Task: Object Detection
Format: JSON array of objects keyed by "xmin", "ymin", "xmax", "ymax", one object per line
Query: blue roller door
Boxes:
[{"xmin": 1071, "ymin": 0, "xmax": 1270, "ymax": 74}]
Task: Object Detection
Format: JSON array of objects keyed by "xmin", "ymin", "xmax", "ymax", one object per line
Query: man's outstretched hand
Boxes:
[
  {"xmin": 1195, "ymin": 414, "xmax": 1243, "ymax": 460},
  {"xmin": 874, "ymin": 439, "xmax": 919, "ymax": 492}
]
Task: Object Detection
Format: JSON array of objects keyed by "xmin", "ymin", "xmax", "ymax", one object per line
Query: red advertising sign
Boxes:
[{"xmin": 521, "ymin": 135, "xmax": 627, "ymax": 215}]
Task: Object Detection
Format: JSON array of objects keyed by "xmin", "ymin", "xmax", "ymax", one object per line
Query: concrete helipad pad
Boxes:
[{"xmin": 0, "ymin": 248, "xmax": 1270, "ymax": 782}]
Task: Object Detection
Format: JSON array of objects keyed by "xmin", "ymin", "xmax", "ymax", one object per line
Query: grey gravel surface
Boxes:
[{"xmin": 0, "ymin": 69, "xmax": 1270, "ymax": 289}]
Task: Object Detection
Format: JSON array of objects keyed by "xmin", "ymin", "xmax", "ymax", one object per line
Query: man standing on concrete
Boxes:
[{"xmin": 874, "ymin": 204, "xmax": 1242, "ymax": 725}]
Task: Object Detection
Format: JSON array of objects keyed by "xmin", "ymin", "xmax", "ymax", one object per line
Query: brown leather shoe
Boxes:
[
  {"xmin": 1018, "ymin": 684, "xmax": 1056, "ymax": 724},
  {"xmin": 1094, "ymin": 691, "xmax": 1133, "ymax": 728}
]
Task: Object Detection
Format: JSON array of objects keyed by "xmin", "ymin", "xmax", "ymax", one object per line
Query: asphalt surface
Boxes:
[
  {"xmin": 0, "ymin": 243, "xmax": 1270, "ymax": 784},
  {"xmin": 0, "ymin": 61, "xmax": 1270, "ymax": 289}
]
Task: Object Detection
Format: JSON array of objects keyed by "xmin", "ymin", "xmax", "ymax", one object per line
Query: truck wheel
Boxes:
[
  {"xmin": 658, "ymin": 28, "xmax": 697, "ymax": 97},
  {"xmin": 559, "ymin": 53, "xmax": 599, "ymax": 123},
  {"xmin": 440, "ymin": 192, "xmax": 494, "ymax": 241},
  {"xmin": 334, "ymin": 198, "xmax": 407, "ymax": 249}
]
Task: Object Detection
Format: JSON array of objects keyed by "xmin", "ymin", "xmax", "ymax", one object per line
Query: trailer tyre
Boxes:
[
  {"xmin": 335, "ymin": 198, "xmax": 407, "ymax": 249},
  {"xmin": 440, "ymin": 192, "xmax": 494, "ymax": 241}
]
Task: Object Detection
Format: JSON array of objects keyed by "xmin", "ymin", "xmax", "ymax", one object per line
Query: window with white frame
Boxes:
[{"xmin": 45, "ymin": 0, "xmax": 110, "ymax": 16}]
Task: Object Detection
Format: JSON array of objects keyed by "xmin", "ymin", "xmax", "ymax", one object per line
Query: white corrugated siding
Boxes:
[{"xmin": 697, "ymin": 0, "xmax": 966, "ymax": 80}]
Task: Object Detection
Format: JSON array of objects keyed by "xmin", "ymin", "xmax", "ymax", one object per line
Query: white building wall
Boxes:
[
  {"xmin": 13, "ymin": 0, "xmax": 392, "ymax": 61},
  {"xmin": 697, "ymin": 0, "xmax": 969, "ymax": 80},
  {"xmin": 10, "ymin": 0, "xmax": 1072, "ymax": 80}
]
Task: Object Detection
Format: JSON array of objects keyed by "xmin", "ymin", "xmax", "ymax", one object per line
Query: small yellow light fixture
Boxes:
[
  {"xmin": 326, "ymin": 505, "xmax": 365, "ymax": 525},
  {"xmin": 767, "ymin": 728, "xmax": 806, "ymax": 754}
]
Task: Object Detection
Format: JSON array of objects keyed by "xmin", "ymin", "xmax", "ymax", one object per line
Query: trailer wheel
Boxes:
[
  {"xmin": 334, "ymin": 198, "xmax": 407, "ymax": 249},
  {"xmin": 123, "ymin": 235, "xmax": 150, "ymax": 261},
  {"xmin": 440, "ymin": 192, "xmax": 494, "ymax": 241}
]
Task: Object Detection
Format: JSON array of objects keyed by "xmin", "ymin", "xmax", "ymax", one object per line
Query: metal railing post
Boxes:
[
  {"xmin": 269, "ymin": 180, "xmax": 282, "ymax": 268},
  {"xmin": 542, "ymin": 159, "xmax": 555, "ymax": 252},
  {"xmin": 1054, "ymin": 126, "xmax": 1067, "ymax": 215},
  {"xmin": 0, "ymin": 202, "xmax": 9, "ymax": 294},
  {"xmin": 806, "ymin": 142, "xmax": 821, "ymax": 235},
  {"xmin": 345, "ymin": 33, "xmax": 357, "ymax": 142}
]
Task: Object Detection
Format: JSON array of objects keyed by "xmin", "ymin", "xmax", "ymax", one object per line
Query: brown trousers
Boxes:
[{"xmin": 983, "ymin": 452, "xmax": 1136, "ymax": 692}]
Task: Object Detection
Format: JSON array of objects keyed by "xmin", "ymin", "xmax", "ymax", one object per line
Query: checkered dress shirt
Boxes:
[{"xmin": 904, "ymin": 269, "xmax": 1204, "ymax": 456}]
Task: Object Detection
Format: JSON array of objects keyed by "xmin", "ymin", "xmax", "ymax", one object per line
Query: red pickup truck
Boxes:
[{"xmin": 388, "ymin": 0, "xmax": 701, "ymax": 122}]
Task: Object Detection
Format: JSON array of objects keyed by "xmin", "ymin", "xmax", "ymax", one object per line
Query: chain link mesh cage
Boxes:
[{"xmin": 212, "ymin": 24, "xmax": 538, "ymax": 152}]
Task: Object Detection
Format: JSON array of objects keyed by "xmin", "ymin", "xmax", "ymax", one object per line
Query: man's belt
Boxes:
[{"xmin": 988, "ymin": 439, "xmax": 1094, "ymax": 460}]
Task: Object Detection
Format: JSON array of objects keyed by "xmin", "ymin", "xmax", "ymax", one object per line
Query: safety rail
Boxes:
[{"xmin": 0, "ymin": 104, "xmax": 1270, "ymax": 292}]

# AIM OF THE EXERCISE
Extract every line of the records that contains the word "truck", and list those lines in the order in which they appear.

# THE RESULT
Query: truck wheel
Query: red pickup truck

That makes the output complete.